= OBJETIVO PLANTEADO =
Indique si cada afirmación concuerda con el texto sobre el satélite SAOCOM. Responda sí o no y cite textualmente las palabras del texto que lo deciden.
1. El objeto se lanzó desde una estación situada en Estados Unidos.
2. En el lanzamiento participaron menos de 50 profesionales.
3. El principal accionista de INVAP es la provincia del Río Negro.

= FRAGMENTO SELECCIONADO =
=======

El domingo 30 de agosto a las 20:18 hs, nuestro país envió un objeto al espacio exterior. A pesar de que se lanzó desde la estación de Cabo Cañaveral, en Estados Unidos, fue construido a miles de kilómetros de allí, en Argentina. Solo en su lanzamiento participaron más de 50 profesionales distribuidos en ambos países. Aquí, además, estaban dispersos en las provincias de Córdoba y Río Negro, y en la Ciudad de Buenos Aires. Para diseñarlo y construirlo, sin embargo, se necesitaron varios cientos de personas más.
Nadie sabe con exactitud cuándo comenzó a construirse. La versión oficial nos traslada 26 años atrás -a febrero de 1998- cuando la Comisión Nacional de Actividades Espaciales (CONAE), le presentó al entonces presidente Menem el proyecto y la idea de desarrollar un plan espacial en Argentina. En noviembre de ese mismo año se aprobó el plan estratégico, que incluía un ítem de nombre extraño: Satélite Argentino de Observación Con Microondas (SAOCOM). Argentina no es un país que se caracterice por las políticas públicas a largo plazo, pero entonces, ¿cómo fue posible que durante casi tres décadas un sinnúmero de funcionarios, técnicos, contratistas y trabajadores se hayan sucedido uno tras otro para fabricar un objeto tecnológico tan sofisticado?
Quizá la explicación más razonable sea que este tipo de productos no son resultado de un simple grupo humano. Antes de construir un satélite hay que construir un sistema científico-tecnológico que construya un satélite. Los sistemas de esta clase poseen componentes heterogéneos. Algunos son recursos naturales y técnicos como electricidad, computadoras, camiones y trajes especiales; otros son científicos, como libros, carreras universitarias, programas de investigación; otros son elementos legislativos, como leyes y regulaciones; otros son componentes institucionales como la CONAE o el GEMA (Grupo de Ensayos Mecánicos Aplicados) de la Universidad Nacional de La Plata, o empresas como INVAP (cuyo principal accionista es la provincia del Río Negro) o VENG (Vehículo Espacial Nueva Generación).

=======

Entradas de señalización de objetos con nombre:
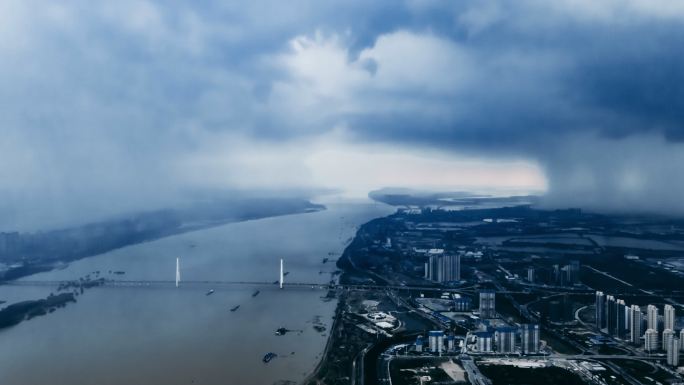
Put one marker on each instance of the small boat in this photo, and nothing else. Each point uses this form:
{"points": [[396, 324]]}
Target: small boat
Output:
{"points": [[269, 356]]}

=======

= RESPUESTA CORRESPONDIENTE =
1. Sí: «se lanzó desde la estación de Cabo Cañaveral, en Estados Unidos».
2. No: «Solo en su lanzamiento participaron más de 50 profesionales distribuidos en ambos países».
3. Sí: «cuyo principal accionista es la provincia del Río Negro».